** Your task **
Pictures are not part of the answer. Return the lines from the one containing "TARGET: white cloud" through the end of the data, both included, exactly as they appear.

** Records contained in a dataset **
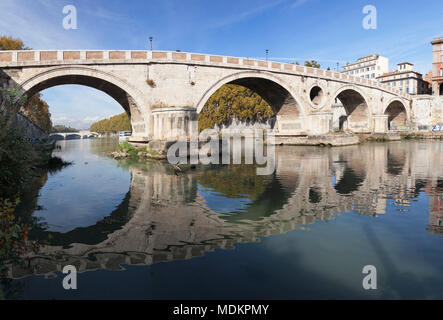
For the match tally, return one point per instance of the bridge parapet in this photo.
(28, 58)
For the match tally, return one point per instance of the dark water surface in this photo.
(139, 230)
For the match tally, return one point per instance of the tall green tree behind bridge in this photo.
(233, 102)
(35, 108)
(114, 124)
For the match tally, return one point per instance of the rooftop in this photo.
(437, 40)
(398, 72)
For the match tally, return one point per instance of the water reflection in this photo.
(166, 217)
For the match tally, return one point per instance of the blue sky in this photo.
(324, 30)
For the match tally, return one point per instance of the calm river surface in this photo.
(141, 231)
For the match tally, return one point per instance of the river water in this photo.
(142, 231)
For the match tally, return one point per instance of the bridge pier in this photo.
(320, 123)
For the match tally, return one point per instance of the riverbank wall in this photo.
(29, 128)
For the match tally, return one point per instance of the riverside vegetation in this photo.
(21, 163)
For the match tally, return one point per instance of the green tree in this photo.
(233, 102)
(114, 124)
(10, 43)
(37, 110)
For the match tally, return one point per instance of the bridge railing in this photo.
(54, 57)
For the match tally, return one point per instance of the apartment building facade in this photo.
(437, 66)
(406, 80)
(369, 67)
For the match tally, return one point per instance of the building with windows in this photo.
(369, 67)
(437, 66)
(406, 79)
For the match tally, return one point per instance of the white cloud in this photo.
(299, 3)
(244, 15)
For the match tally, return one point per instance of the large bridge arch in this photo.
(127, 96)
(398, 114)
(271, 88)
(357, 107)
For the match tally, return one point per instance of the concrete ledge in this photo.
(139, 139)
(323, 140)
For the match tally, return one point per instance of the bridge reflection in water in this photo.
(166, 217)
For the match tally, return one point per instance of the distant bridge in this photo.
(82, 134)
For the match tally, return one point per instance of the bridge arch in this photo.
(271, 88)
(357, 109)
(398, 114)
(127, 96)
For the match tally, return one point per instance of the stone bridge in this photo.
(163, 91)
(82, 134)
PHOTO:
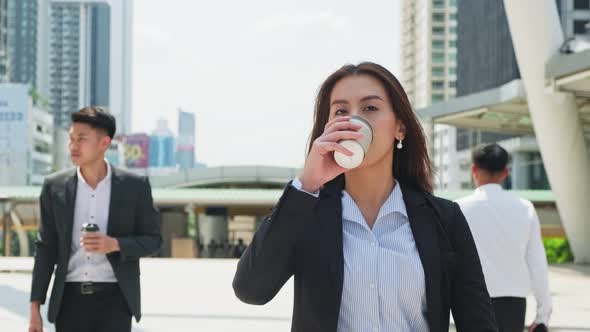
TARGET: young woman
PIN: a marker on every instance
(370, 248)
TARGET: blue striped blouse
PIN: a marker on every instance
(384, 286)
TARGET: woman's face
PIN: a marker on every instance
(365, 96)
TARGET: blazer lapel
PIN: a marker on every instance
(422, 222)
(114, 201)
(329, 216)
(71, 189)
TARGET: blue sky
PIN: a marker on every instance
(250, 69)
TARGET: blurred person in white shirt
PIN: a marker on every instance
(507, 235)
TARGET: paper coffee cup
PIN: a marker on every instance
(359, 147)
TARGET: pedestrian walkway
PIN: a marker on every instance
(196, 295)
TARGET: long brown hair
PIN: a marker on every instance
(411, 165)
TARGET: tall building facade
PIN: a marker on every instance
(185, 152)
(3, 41)
(22, 41)
(429, 62)
(162, 147)
(484, 60)
(429, 50)
(575, 17)
(89, 57)
(26, 138)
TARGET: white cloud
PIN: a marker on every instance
(299, 21)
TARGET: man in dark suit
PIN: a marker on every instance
(96, 285)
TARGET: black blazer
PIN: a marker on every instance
(133, 220)
(303, 237)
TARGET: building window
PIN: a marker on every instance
(438, 30)
(438, 58)
(438, 17)
(437, 97)
(438, 71)
(438, 44)
(580, 27)
(582, 4)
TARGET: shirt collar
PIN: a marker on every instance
(106, 178)
(394, 203)
(489, 188)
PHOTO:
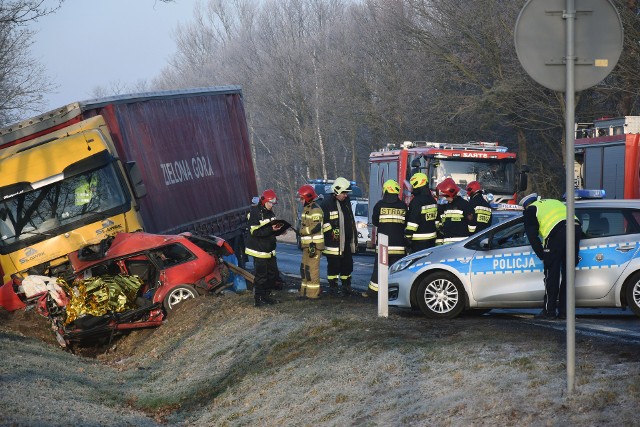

** Exercise answer **
TARGET: white cloud
PIN: a marker on every instance
(299, 21)
TARGET: man in dark suit
PIN: a marker on every instance
(96, 285)
TARGET: black blazer
PIN: a marker on every instance
(133, 220)
(303, 237)
TARGET: building window
PIN: a marker on every instance
(438, 30)
(438, 58)
(438, 17)
(437, 97)
(438, 71)
(438, 44)
(580, 27)
(582, 4)
TARGET: shirt collar
PIN: a marker on every instance
(106, 178)
(394, 203)
(489, 188)
PHOTO:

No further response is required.